▶ EXERCISE AIM: Reproduce the material below, replacing "dot" with "point" wherever it occurs and leaving everything else unchanged.

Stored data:
§ §
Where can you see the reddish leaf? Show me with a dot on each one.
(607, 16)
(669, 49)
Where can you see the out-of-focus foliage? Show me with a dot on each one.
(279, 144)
§ §
▶ RESPONSE TO THE TASK:
Where can you see the reddish leaf? Show me with a point on each one.
(607, 16)
(669, 49)
Where can you see the out-of-focus foliage? Show me with a point on each one.
(279, 144)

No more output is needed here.